======== Estratto della fonte
Segnalo anche un articolo su la Stampa firmato dalla reporter di guerra Francesca mannocchi che racconta come si vive nello spazio per l’accoglienza allestito a Renk fra Sudan e Sudan del Sud, che doveva ospitare duemila persone ma ne ospita già 15mila, in condizioni che potete immaginare.

Da ultimo, contravvenendo a ogni legge del giornalismo, parliamo dei fatti di maggiore attualità, ovvero la nuova accoppiata caldo estremo più nubifragi che ha colpito il nostro paese. In particolare il Nord Italia e la Sardegna sono interessati dall’ennesima serie di precipitazioni e grandinate dell’estate, che tra le altre cose hanno causato una frana per cui è stato chiuso un tratto dell’autostrada A43 e interrotto il traffico ferroviario di collegamento diretto con la Francia.
================
▸ **Consegna a**
Formatti come tabella Markdown, con le colonne "N." e "Riga", tutte le righe dei record da quella che contiene "Please place a point on every instance of the whale flipper" fino alla fine dei record, estremi inclusi e righe vuote escluse.
La rassegna di notizie e i record hanno origini distinte.
======== Materiale fornito
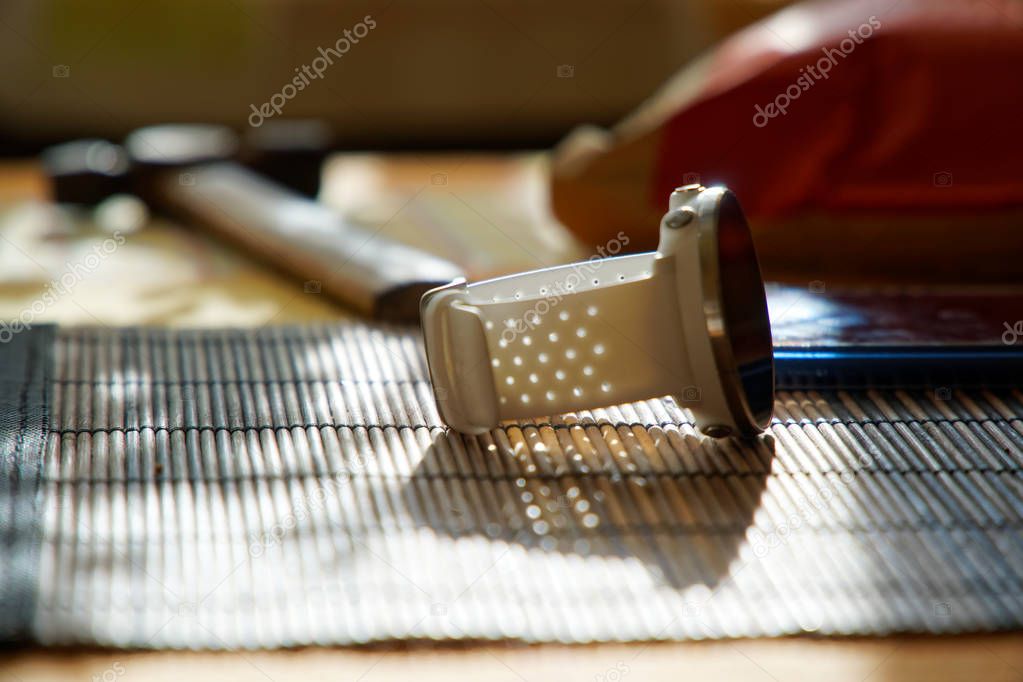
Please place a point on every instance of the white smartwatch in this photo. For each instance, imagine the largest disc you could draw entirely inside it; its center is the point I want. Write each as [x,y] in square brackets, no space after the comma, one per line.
[688,320]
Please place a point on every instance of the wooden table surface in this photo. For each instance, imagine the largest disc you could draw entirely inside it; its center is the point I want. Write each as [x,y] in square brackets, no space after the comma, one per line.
[167,275]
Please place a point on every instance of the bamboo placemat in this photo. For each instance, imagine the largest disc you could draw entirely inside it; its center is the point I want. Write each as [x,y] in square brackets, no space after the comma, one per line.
[293,486]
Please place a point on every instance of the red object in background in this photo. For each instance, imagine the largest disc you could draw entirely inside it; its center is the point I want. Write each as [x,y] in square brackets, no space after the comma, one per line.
[920,108]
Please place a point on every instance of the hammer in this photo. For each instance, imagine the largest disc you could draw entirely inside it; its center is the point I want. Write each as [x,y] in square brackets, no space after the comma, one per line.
[190,173]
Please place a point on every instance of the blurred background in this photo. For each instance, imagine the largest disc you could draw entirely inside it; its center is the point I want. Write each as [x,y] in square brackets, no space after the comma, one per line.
[437,75]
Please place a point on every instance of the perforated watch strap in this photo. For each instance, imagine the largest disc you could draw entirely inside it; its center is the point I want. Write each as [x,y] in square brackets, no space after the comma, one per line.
[594,346]
[562,339]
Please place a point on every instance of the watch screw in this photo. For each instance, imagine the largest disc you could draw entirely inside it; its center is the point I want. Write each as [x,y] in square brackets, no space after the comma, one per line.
[679,218]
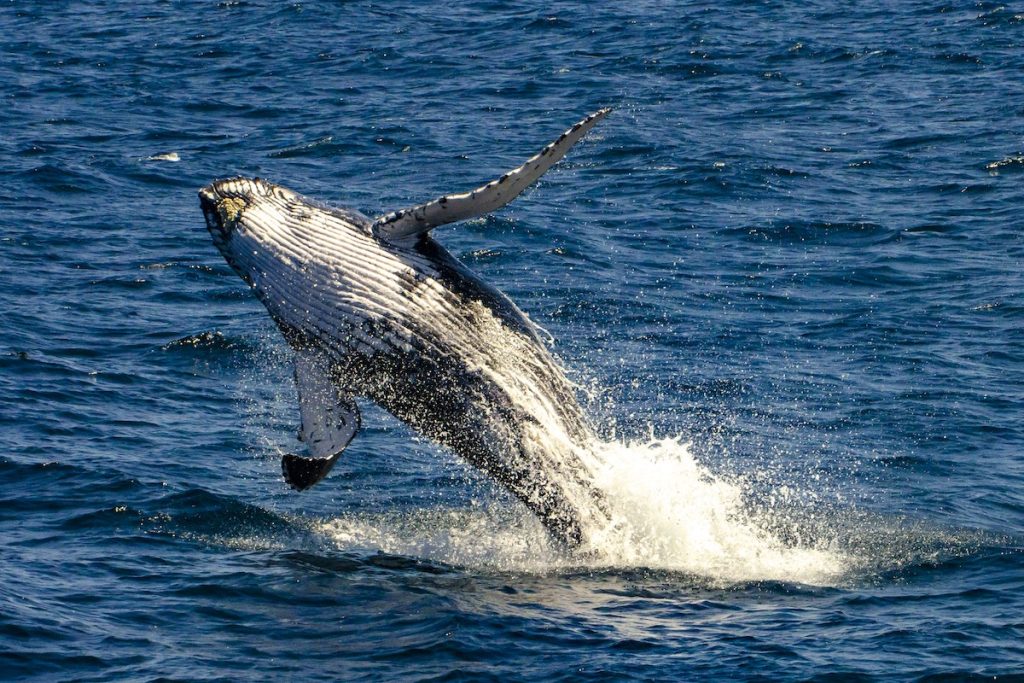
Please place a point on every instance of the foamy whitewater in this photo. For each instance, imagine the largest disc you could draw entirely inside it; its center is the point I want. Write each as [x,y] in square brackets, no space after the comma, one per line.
[669,512]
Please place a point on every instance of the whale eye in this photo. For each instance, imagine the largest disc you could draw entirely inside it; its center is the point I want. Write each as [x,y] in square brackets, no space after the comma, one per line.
[230,209]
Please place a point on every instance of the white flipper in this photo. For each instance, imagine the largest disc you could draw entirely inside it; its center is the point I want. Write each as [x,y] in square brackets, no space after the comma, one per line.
[330,420]
[491,197]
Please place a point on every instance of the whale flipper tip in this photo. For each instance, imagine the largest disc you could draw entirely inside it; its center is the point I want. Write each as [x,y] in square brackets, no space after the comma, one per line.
[301,473]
================
▸ **Consegna b**
Riprenda la rassegna di notizie e la prosegua a partire dall'ultima frase riportata.

▸ **Risposta a**
| N. | Riga |
|---|---|
| 1 | Please place a point on every instance of the whale flipper tip in this photo. For each instance, imagine the largest disc you could draw entirely inside it; its center is the point I want. Write each as [x,y] in square brackets, no space after the comma, one per line. |
| 2 | [301,473] |

▸ **Risposta b**
Non vi sto a fare l’elenco della situazione, perché è talmente in evoluzione che diventerebbe subito obsoleta. Vi raccomando solo di fare la massima attenzione e di seguire i consigli degli esperti. Vi segnalo anche un interessante articolo del Post che spiega come l’aumento della frequenza e dell’intensità dei temporali estivi sia strettamente collegato al cambiamento climatico e nel nostro caso al riscaldamento del mar Mediterraneo.

“Fenomeni meteorologici di questo tipo ci sono sempre stati durante la stagione estiva, tuttavia l’aumento della loro intensità negli ultimi anni è associato dalla comunità scientifica alle maggiori temperature dell’acqua del mar Mediterraneo, a loro volta dovute al più ampio riscaldamento globale causato dalle emissioni di gas serra umane”.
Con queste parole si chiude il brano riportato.